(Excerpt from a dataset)
>> start

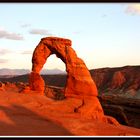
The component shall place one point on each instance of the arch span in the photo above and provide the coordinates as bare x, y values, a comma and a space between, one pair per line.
79, 81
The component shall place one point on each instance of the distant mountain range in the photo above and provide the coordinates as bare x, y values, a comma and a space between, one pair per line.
14, 72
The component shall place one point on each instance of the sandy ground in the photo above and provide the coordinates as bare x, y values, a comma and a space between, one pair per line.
36, 115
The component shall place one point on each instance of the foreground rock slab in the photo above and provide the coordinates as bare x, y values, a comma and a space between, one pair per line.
36, 115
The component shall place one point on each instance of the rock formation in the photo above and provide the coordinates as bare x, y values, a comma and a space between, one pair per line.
118, 80
79, 82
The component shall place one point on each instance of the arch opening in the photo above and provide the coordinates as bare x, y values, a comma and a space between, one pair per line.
78, 82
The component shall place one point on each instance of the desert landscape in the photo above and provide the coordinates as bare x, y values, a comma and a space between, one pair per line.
70, 106
70, 69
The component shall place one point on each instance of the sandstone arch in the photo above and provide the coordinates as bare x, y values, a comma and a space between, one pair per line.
79, 81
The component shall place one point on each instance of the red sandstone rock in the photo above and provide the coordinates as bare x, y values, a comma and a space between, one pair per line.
79, 80
36, 82
118, 80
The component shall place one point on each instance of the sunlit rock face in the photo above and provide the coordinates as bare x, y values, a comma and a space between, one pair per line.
79, 81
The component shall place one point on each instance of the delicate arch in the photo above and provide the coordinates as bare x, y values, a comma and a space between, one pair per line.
79, 81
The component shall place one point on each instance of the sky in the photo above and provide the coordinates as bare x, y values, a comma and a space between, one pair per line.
102, 34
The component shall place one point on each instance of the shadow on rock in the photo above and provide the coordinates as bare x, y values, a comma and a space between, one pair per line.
19, 120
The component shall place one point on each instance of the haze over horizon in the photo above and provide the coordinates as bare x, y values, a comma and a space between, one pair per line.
102, 34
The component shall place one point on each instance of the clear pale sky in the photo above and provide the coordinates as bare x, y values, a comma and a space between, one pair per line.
102, 34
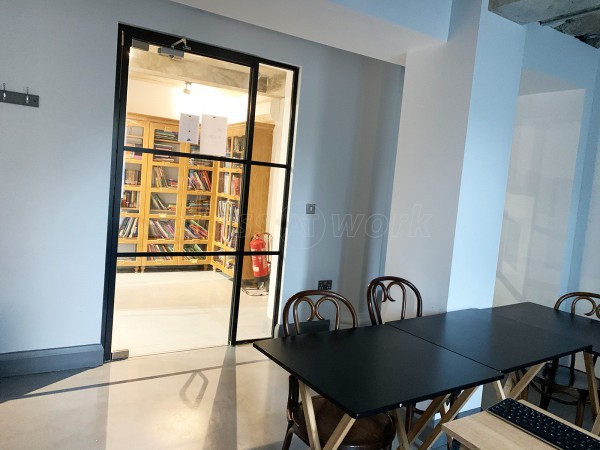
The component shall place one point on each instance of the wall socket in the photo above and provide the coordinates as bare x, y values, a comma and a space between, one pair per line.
325, 285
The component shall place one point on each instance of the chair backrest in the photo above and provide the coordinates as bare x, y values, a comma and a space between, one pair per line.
392, 289
573, 298
315, 301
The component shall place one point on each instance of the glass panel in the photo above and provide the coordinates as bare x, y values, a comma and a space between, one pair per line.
265, 205
273, 112
257, 297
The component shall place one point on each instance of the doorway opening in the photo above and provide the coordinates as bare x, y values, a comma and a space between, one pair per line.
201, 170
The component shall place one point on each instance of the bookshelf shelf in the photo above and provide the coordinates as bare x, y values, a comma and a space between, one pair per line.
185, 204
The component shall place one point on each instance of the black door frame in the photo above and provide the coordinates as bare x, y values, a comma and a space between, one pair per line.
126, 35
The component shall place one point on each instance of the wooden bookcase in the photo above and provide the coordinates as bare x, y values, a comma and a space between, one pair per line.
172, 204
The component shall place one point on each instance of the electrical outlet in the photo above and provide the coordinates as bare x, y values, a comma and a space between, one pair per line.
325, 285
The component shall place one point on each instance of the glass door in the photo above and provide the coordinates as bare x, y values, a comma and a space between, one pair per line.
201, 171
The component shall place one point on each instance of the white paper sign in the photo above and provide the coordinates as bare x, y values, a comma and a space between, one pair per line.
188, 128
213, 135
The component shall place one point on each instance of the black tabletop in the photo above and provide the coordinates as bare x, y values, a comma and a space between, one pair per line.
560, 322
489, 338
369, 370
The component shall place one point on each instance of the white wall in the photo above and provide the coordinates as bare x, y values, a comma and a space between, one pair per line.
538, 198
55, 160
452, 161
436, 97
578, 64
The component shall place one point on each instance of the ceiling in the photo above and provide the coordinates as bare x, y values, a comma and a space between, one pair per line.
577, 18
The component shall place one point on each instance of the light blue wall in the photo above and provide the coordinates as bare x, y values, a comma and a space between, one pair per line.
431, 17
55, 160
496, 75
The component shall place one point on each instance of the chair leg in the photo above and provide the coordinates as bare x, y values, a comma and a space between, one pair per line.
545, 397
410, 411
582, 399
288, 438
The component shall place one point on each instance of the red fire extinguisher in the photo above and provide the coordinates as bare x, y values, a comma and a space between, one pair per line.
260, 263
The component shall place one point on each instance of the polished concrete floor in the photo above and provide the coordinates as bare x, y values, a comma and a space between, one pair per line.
165, 311
217, 398
220, 398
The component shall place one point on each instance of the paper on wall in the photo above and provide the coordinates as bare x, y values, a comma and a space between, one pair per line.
188, 128
213, 135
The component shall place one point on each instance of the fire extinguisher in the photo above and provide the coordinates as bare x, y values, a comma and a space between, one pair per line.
260, 264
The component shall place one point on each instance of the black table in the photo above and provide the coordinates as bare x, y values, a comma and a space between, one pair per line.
369, 370
567, 325
559, 322
490, 338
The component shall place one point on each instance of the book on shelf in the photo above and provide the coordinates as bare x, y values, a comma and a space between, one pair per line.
130, 199
235, 184
133, 177
161, 229
200, 162
195, 230
160, 248
164, 159
166, 135
157, 203
199, 180
128, 227
160, 180
199, 207
133, 155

>> end

• What is required: Reproduce the data word for word, excluding its pictures.

• The response:
The component shall place one point on each instance of the arch span in the photo above and provide the coordinates as bare x, y values, a comma and a space between, one pair per line.
79, 81
The component shall place one point on each instance of the distant mountain range in the photo above and provide the coordinates as bare x, y values, a comma and a space between, one pair per line.
14, 72
The component shall place one point on each instance of the sandy ground in the photo above and provide the coordinates as bare x, y values, a comma and a space between, one pair per line.
36, 115
The component shall place one point on each instance of the foreground rock slab in the photo above and provide the coordinates as bare x, y values, a comma and a space between, one pair per line.
36, 115
The component shall place one point on each instance of the rock formation in the photo above and provide the coordinates as bare x, y values, a comma and a space between, one pair per line.
118, 80
79, 82
The component shall place one point on each instance of the arch opening in the photo above and provide the coordinates as bare x, y values, a comma and a space between, one pair per line.
78, 82
The component shall place one point on each instance of the desert landscape in the photo above and provide the coordinates as bare x, y values, a comma and a space between, one pair per line.
70, 106
70, 69
The component shall place one point on each instance of the sandstone arch in the photo above and provide the coordinates as bare x, y values, a comma and a space between, one pair per line.
79, 81
The component shall place one point on each instance of the red sandstone rock in the photo above and provide the coordinates as bare x, y values, a comma and a space between, one pair per line.
79, 80
36, 82
118, 80
The component shall place one point on each instance of the sunlit rock face in the photo above and provide the coordinates as bare x, y values, a comma and a space between, one pair per line.
79, 81
The component shall place one point on each instance of the delicate arch in the photo above and provide the coordinates as bare x, y values, a comma and a space between, one pair per line.
79, 81
The component shall place one point on each instance of the sky in the photo above and provide the coordinates as bare x, y values, a comma and a space between, one pair per line.
102, 34
The component shall place one point on each instance of the shadow on rock in the photo above and provide the coordinates as bare x, y values, a comma and a space between, one pair per line.
19, 120
The component shall place one point on each instance of the haze over horizon in the photo above and provide the coordinates as bare x, y values, a comma and a space between, one pair per line.
102, 34
The component shall place one point on each instance of the clear pale sky in the photo above and provide the coordinates as bare x, y values, a comma and a space between, one pair per line.
102, 34
The component shall place one point on each instance of the wall socket in the photo above and provide the coordinates as bare x, y values, a comma and a space between, one pair per line.
325, 285
The component shall place one point on each instance of the chair backrest in the photo above and provide the coordinates as bare x, y values, a comma and a space between, one pair per line.
392, 289
573, 298
315, 301
The component shall place one point on each instance of the glass panel in the photo above and provide the coordinates as bare x, y values, a comma and a space between, one pair per line.
265, 205
273, 112
257, 297
The component shall place one point on each instance of the doorway opening in the photo above and provide the coordinates as bare x, y values, a comma and a space between, one pair per line.
201, 170
The component shall place one point on each instance of the bookshelf shelf in the photo above and provide the coordinates as bare x, y values, a comma and a space between, one pair per line.
185, 204
The component shall place one point on each instance of the black door frame in the photo above and provide the coordinates as bare x, y values, a comma and a space between, one pair per line.
126, 35
The component shall place one point on each instance of the wooden bookcase in the photo above and provide the coordinates as bare x, y values, a comma and a space between, one pair per line.
172, 204
The component shall place one point on each instance of the electrical outlet in the photo above and provide the coordinates as bare x, y values, a comma and a space between, one pair per line.
325, 285
The component shall place one point on each instance of the glass door in the photo above and provide the coordinates as bare x, y values, a comma and a space between, one pair per line.
201, 171
The component shall place one point on each instance of the white paper sign in the photo above and provide the coordinates as bare x, y values, a comma and a space between, one pair per line.
188, 128
213, 135
The component shall place one point on each instance of the black tabletop in the photo above and provide the coordinates as bare x, y values, a comma and a space between, one pair per line.
560, 322
489, 338
369, 370
The component shall place one point on each instance of the white wall in the photo above and provide the coordinates as bare x, y values, a comma and a space between, one pair per line.
538, 198
55, 160
452, 161
436, 97
578, 64
The component shall place one point on each instance of the ceiling in the photo above and provide the coordinates as bare x, y values, a comma and a space between, one pair per line.
577, 18
The component shall place one point on each instance of the light blue wall in the photo above and provide the coordinates as bare x, y values, a comma and a space between, one pair per line.
431, 17
55, 160
496, 75
The component shall place one point on each instance of the chair leg in the photo above and provide the coordinates as bare x, y values, a comma and a space between, one pair per line.
545, 397
410, 411
582, 399
288, 438
The component shall place one point on each instance of the red fire extinguisher in the photo above and provide the coordinates as bare x, y values, a comma and a space between, one pair per line.
260, 263
The component shall place one point on each instance of the polished concrete floor in the photo above and provide the coordinates as bare x, y values, a comma and a space between, one pair per line.
165, 311
217, 398
220, 398
The component shall place one point on each instance of the paper on wall in the photo above and provide the coordinates as bare x, y values, a comma and a space between, one pair per line.
188, 128
213, 135
The component shall place one point on each instance of the fire extinguisher in the photo above and provide the coordinates as bare x, y values, a comma and a space between, one pair per line.
260, 264
The component shall place one point on each instance of the black table in the photo above and provide the coordinates as bare x, y values, a comma and a space between, one pair per line.
369, 370
567, 325
559, 322
490, 338
The component shall place one point on each instance of the book on shelf in the photo above and provide the coordinates as bare x, y values, a comma and a space between, one pair per line.
130, 199
235, 184
133, 177
161, 229
200, 162
195, 230
160, 248
164, 159
166, 135
157, 203
199, 180
128, 227
160, 180
199, 207
133, 155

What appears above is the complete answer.